Image point grounding data
────────────────────────────────────────
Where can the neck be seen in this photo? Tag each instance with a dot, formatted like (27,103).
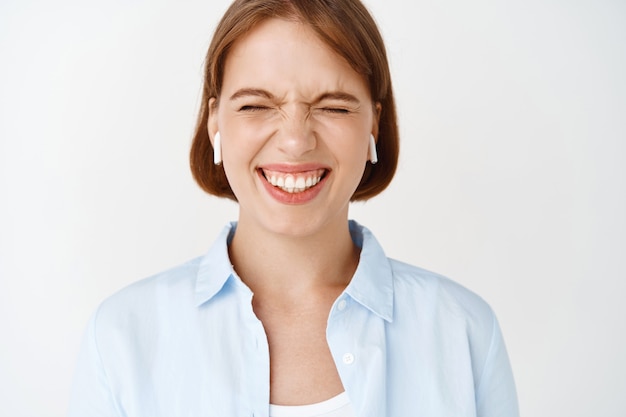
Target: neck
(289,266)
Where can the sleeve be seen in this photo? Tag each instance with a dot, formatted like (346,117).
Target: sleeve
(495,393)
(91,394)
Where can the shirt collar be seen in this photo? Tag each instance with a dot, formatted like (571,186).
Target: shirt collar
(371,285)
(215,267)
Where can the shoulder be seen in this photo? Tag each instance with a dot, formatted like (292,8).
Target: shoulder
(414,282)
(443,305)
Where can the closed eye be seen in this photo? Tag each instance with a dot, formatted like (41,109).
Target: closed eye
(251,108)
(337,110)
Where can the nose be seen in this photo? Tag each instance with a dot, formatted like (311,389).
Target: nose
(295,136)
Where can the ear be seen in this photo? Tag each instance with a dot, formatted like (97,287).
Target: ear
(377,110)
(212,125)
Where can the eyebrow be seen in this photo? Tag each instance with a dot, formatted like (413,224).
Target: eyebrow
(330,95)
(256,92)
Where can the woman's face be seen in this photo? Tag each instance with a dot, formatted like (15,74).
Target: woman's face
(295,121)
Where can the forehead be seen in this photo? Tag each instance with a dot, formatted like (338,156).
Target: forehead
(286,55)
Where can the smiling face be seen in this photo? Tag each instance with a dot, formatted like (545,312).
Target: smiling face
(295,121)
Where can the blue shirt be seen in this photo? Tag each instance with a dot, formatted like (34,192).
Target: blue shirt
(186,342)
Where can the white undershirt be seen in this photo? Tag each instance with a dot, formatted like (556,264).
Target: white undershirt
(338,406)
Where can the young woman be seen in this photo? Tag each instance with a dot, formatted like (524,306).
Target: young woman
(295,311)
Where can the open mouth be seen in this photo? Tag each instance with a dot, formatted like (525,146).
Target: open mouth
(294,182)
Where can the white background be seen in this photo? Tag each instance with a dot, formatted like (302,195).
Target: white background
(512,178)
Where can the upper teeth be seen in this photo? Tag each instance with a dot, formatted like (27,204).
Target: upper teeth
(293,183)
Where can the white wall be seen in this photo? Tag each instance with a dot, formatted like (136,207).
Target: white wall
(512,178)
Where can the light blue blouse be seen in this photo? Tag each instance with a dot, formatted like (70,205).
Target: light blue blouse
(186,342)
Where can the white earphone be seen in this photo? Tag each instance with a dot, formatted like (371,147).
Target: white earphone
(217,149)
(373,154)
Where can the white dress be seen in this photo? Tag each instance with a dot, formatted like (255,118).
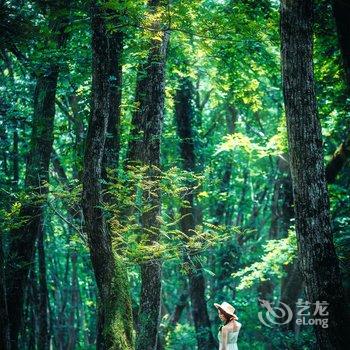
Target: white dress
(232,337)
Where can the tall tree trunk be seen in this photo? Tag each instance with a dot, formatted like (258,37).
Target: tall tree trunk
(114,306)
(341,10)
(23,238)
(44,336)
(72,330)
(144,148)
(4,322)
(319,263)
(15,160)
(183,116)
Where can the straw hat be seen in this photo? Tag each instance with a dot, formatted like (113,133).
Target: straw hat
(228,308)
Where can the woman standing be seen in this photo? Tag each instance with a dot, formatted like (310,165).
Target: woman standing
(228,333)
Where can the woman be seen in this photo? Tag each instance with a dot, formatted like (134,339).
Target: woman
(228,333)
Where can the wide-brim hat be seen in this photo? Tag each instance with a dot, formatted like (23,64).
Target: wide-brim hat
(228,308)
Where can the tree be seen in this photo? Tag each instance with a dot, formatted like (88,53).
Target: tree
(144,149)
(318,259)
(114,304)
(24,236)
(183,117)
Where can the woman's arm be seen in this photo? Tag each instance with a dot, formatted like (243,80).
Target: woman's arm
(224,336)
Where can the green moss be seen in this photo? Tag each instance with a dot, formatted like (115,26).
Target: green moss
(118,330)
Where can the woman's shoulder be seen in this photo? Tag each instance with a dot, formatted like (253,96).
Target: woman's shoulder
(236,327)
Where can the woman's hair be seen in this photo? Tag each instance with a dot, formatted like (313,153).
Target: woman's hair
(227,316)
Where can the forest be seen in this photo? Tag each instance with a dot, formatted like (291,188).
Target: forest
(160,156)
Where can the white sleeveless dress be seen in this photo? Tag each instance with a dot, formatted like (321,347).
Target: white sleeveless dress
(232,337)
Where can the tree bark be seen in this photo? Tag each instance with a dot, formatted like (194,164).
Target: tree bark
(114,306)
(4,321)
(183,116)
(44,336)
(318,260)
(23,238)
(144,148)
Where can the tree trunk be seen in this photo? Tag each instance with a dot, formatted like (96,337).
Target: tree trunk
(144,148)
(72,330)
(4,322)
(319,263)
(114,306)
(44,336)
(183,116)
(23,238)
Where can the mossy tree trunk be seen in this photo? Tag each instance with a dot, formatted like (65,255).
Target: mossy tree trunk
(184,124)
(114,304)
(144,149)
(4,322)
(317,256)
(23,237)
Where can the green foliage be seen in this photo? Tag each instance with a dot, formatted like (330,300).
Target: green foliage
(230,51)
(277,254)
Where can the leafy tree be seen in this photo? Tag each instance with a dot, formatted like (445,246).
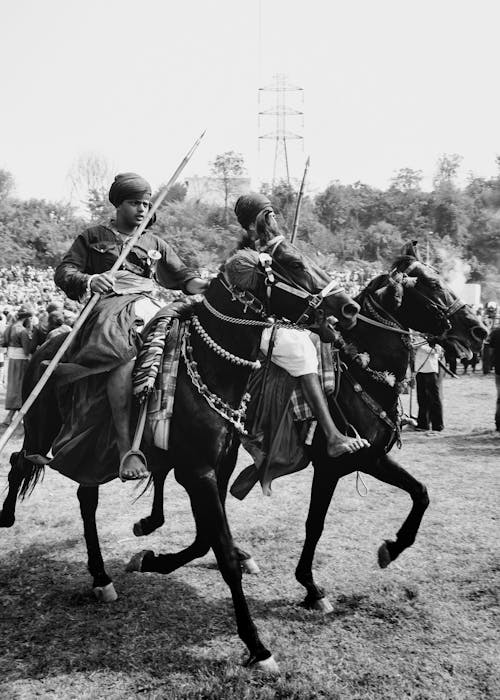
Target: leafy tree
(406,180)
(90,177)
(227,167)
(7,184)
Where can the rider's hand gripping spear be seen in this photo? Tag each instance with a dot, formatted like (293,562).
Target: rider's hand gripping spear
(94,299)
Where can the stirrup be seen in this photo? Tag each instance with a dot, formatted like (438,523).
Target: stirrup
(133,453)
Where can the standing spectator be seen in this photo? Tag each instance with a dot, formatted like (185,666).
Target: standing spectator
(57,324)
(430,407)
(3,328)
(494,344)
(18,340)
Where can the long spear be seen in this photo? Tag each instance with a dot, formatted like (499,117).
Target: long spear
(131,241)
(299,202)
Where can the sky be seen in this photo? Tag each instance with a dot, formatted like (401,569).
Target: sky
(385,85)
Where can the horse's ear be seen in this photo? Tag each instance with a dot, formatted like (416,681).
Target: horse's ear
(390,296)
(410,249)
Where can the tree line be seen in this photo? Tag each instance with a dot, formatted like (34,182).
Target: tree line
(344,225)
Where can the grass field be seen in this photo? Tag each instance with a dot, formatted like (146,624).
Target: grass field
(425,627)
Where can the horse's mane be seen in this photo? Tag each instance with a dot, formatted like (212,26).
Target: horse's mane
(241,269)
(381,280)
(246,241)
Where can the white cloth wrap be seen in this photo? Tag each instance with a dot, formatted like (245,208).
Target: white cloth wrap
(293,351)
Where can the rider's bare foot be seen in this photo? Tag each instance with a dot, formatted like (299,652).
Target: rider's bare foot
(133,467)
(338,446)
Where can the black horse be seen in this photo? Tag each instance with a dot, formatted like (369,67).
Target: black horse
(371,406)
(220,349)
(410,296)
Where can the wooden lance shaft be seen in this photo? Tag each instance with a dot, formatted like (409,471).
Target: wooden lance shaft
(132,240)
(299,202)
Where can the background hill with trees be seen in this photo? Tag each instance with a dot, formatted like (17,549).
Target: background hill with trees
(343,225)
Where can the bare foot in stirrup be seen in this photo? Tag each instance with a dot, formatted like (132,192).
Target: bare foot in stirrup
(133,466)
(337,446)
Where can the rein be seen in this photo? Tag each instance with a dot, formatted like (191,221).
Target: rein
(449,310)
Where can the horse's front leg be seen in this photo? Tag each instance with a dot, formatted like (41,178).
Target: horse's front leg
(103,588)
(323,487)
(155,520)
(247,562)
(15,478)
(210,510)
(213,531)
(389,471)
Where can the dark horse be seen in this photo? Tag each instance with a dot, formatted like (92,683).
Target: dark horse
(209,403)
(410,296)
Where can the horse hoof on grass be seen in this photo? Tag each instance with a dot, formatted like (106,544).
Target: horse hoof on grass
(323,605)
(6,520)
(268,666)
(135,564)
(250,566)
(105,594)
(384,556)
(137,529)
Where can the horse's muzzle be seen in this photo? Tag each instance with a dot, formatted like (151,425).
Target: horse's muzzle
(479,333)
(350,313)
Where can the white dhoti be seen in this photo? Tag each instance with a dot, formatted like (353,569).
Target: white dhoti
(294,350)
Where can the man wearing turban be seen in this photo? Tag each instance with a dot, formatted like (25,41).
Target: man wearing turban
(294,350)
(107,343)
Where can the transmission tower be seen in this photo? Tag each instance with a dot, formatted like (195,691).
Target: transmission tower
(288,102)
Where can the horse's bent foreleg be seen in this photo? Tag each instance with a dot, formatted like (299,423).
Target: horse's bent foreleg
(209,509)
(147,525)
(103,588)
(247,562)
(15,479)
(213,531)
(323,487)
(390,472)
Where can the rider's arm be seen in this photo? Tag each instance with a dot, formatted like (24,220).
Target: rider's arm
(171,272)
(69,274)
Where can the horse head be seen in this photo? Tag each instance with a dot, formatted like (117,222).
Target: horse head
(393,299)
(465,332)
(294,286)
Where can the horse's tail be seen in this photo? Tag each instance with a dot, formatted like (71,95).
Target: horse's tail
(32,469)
────────────────────────────────────────
### Your task:
Give back exactly the lines from the top of the records to the line containing "Where can the eyebrow", both included, and no pictures.

### Result:
Where can the neck be seen in this photo? Tag each instance with a dot, formatted like (27,103).
Target: neck
(289,266)
Where can the sleeve be seen in this photo? Tag each instance with a dot, formatted like (346,117).
Target: sleeve
(495,393)
(91,394)
Where can the shirt collar be seen in this photo? Tag each instance with a dot, formatted like (571,186).
Target: shirt collar
(371,285)
(215,267)
Where can the shoulder be seen in this photo? Tag each instance with a dot, formatted like (292,8).
Target: shoulder
(414,282)
(443,305)
Where can the closed eye be seen in this photo? Tag each instance with a dot, formatted like (41,109).
Target: closed eye
(251,108)
(337,110)
Where can the nose be seen in this photo? Tag each instance with a dot, formatted like (311,389).
Target: nose
(295,136)
Where can the ear be seen in this photo? Tag each instance with a dot, formatted like (97,287).
Target: ear
(377,110)
(212,125)
Where can the eyebrow be seen in this photo? Tag each instance with a dot, formatted like (413,224).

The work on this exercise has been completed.